Data shown —
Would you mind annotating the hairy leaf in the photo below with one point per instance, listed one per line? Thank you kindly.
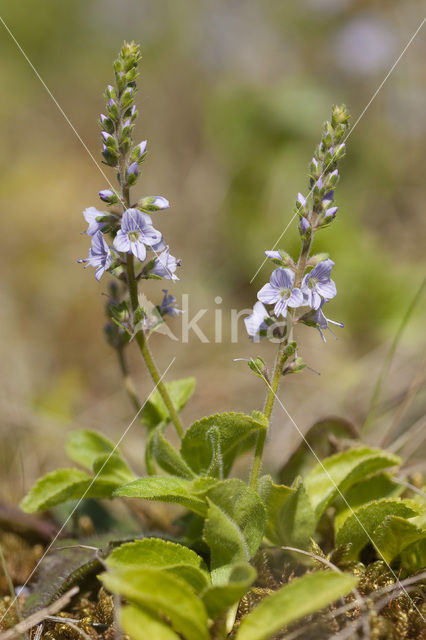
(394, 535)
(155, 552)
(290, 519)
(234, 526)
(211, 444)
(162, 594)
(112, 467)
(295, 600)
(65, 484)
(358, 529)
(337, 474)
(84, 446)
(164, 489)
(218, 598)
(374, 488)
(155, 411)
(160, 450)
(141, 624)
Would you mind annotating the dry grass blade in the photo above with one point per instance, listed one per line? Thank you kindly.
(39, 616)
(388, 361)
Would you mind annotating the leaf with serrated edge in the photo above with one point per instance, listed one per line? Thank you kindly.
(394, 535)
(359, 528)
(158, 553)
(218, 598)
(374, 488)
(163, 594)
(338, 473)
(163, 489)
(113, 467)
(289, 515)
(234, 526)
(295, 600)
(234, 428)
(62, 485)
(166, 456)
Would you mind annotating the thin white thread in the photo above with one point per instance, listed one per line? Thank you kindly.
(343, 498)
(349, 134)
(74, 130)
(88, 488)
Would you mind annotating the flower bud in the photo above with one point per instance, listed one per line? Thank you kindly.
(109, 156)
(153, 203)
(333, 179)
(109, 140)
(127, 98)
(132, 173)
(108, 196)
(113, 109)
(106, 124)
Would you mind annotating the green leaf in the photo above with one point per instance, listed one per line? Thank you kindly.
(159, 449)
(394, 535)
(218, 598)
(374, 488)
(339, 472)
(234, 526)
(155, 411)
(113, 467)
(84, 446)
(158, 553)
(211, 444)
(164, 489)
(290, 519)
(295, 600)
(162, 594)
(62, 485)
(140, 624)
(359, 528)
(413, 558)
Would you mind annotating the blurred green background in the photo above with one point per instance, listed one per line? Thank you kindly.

...

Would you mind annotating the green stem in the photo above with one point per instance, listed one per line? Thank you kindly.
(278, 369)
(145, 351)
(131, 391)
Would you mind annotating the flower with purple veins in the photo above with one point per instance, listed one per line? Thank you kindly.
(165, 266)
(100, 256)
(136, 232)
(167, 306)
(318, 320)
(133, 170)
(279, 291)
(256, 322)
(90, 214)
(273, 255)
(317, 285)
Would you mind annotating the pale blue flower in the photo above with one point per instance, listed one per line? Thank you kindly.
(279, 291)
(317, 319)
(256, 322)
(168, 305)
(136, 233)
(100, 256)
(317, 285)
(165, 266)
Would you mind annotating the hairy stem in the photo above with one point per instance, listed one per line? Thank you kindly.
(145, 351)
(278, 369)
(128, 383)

* * *

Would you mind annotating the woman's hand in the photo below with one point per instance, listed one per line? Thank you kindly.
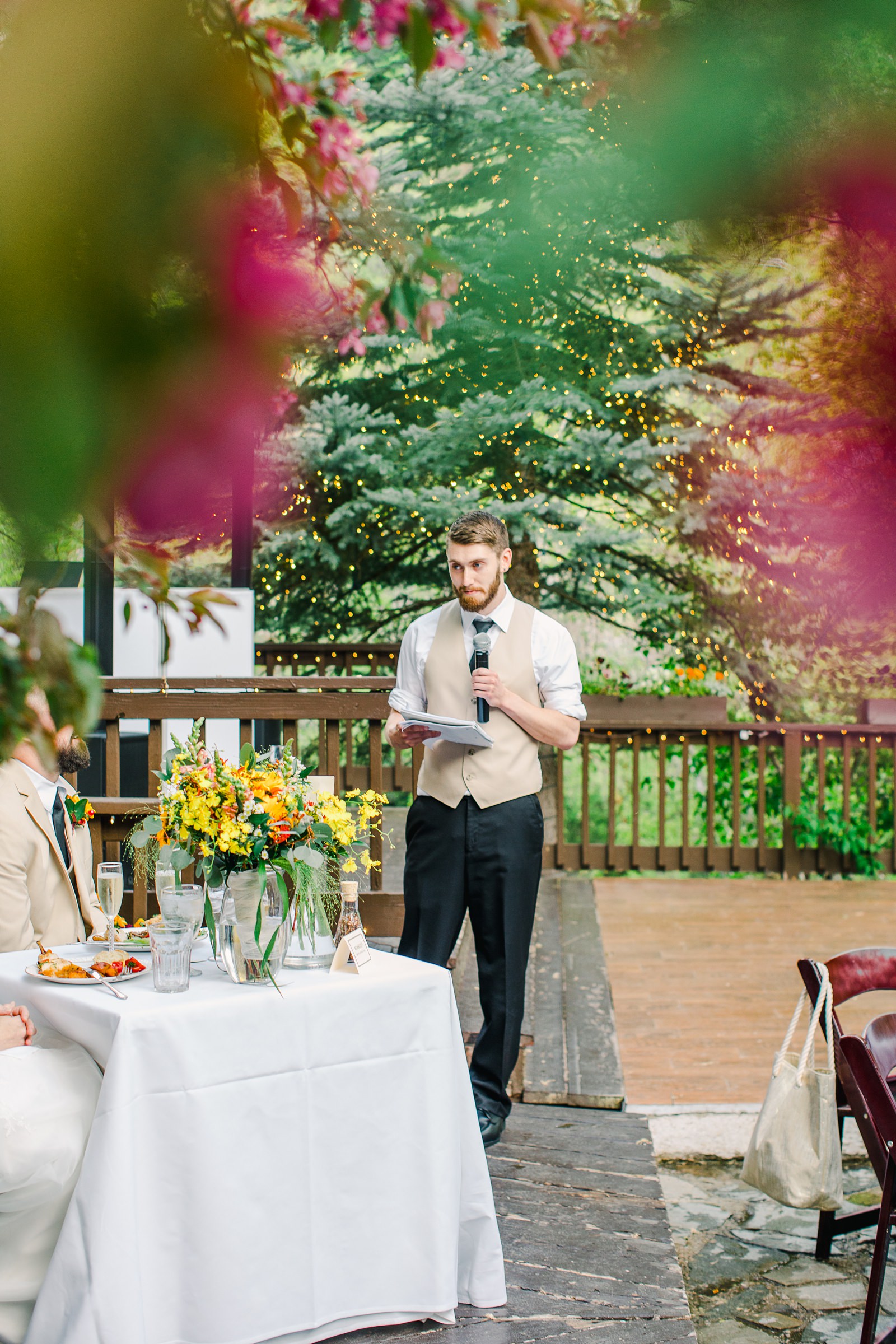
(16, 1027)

Task requirements —
Would you print exactly, and only, the lines of the data above from the line with "Would you mind annotating the flower bud" through the line with "Would you mind annotating the blurred", inclusive?

Solution —
Would you mind annotating the flower bud in the photo above with one point per instance, listed one per line? Thank you kindly.
(109, 156)
(153, 203)
(333, 179)
(109, 140)
(127, 98)
(132, 173)
(108, 196)
(113, 109)
(106, 124)
Would you mind annotating the green leaf in the photo above with one point per instance, listed one per line? Thank you kindly.
(159, 449)
(394, 535)
(218, 598)
(374, 488)
(339, 472)
(234, 526)
(155, 411)
(113, 467)
(84, 446)
(158, 553)
(211, 444)
(164, 489)
(290, 519)
(295, 600)
(162, 594)
(62, 485)
(140, 624)
(359, 528)
(413, 558)
Would you mind annotating the blurred green background in the photo above with one point per instance, listed one per line? Thank you kindly.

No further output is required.